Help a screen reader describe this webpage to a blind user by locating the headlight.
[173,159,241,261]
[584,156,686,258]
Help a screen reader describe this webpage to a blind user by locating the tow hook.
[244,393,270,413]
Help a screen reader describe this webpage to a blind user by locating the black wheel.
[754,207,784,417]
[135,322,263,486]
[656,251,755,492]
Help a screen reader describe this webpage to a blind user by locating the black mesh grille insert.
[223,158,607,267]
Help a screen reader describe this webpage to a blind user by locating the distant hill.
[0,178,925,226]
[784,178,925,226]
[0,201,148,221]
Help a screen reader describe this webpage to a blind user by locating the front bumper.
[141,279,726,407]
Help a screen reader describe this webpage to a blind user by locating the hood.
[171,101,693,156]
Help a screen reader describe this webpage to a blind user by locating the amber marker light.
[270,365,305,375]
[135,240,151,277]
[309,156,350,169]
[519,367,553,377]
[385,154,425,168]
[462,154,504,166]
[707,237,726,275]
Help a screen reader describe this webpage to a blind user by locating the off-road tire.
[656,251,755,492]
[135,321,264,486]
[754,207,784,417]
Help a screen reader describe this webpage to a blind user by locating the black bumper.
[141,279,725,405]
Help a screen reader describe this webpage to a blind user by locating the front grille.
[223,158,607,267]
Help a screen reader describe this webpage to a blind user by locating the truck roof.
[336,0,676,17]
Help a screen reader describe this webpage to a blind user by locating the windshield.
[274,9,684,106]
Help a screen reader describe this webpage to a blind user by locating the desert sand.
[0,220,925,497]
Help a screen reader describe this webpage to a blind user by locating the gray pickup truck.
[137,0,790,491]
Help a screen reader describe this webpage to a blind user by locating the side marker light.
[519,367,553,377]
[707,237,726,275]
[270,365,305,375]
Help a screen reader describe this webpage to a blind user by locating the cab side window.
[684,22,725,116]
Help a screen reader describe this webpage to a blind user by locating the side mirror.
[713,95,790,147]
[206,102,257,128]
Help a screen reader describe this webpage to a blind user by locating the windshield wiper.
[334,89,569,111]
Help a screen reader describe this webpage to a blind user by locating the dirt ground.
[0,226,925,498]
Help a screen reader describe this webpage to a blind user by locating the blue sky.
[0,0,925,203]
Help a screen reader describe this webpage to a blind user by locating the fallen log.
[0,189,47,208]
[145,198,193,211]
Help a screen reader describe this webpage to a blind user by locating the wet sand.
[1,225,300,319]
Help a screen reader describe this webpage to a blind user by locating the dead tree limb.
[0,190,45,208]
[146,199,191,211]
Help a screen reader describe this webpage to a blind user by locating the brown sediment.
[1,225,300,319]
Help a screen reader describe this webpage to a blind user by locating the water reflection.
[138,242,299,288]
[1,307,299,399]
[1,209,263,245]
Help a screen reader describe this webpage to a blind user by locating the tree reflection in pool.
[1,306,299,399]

========================

* **WHAT IS BEING ASKED**: Give the records above as a two-column CSV with the header row text,answer. Write one row per record, putting its text and its answer each in a single quoted field and turning any line breaks into spaces.

* **RESPONSE BELOW**:
text,answer
"Help a screen reader describe this webpage to a blind user by locating the headlight.","[173,159,241,261] [584,156,686,258]"
"Help a screen reader describe this webpage to a blind user by locating the tow hook.","[244,393,270,413]"
"Help a screen reader describe this webpage to a blind user by locating the black wheel.","[754,207,784,417] [135,322,263,486] [656,251,755,492]"
"Help a screen reader describe this webpage to a blind user by locating the black mesh grille insert.","[223,158,607,267]"
"Help a screen reader describe this webpage to a blind user by locating the distant hill.","[0,178,925,226] [784,178,925,226] [0,201,148,221]"
"Help a screen reader describe this webpage to a blind user by locating the front bumper.","[141,279,726,407]"
"Help a screen reader describe this webpage to a blind user by locating the hood.","[171,101,693,156]"
"Help a screen reader describe this webpage to a blind user by locating the amber marker light.","[270,365,305,375] [135,240,151,277] [309,156,350,169] [519,367,553,377] [385,154,425,168] [462,154,504,166] [707,237,726,275]"
"Help a screen reader describe this webpage to a blind user by locating the off-road tire.","[656,251,755,492] [135,321,264,486] [754,207,784,417]"
"Help a screen reader describe this webpage to a blind user by locating the black bumper.","[141,279,725,405]"
"Help a screen reader describe this webpage to a blind user by locating the front grille.","[223,158,607,267]"
"Help a screen reader describe this webpage to a blind user by locating the truck roof.","[336,0,676,17]"
"Help a screen reader describe this webpage to a blind user by locating the windshield.","[274,9,684,106]"
"Help a screen reader describe this webpage to a blind user by locating the desert sand.","[0,220,925,497]"
"Help a screen reader describe this webpage to a blind user by locating the gray pickup truck.","[137,0,790,491]"
"Help a screen reader describe this webpage to a blind user by locating the side marker light.","[519,367,553,377] [707,237,726,275] [270,365,305,375]"
"Help a screen reader describe this webpage to a blind user by locating the cab side window.","[684,22,725,116]"
"Help a screen reader describe this webpage to a blind user by locating the side mirror.","[713,95,790,147] [206,102,257,128]"
"Help a screen reader describe this webpage to a blind user by locating the windshield wiper.","[334,89,569,111]"
"Help a screen reader describe this webpage to a blind user by locating the dirt ground.","[0,226,925,498]"
"Help a screen reader describe this webpage to a blind user by locating the blue sky.","[0,0,925,203]"
"Help a screen reader describe this webpage to a blind user by locating the fallen log.","[0,189,47,208] [145,198,193,211]"
"Help a screen reader describe this webpage to a blind user by locating the wet sand.","[1,225,300,319]"
"Help a screen reader describe this webpage to a blind user by locating the dead tree limb.","[0,190,45,208] [146,199,191,211]"
"Help a screen reader describe this webpage to a blind user by locating the brown sediment.","[1,225,300,319]"
"Help a screen reader describe this webpage to a blind user by locating the water reflection.","[138,242,299,288] [1,307,299,399] [1,209,263,245]"
"Help a screen reader describe this webpage to a blind user by locating the tree reflection in pool.","[1,306,299,399]"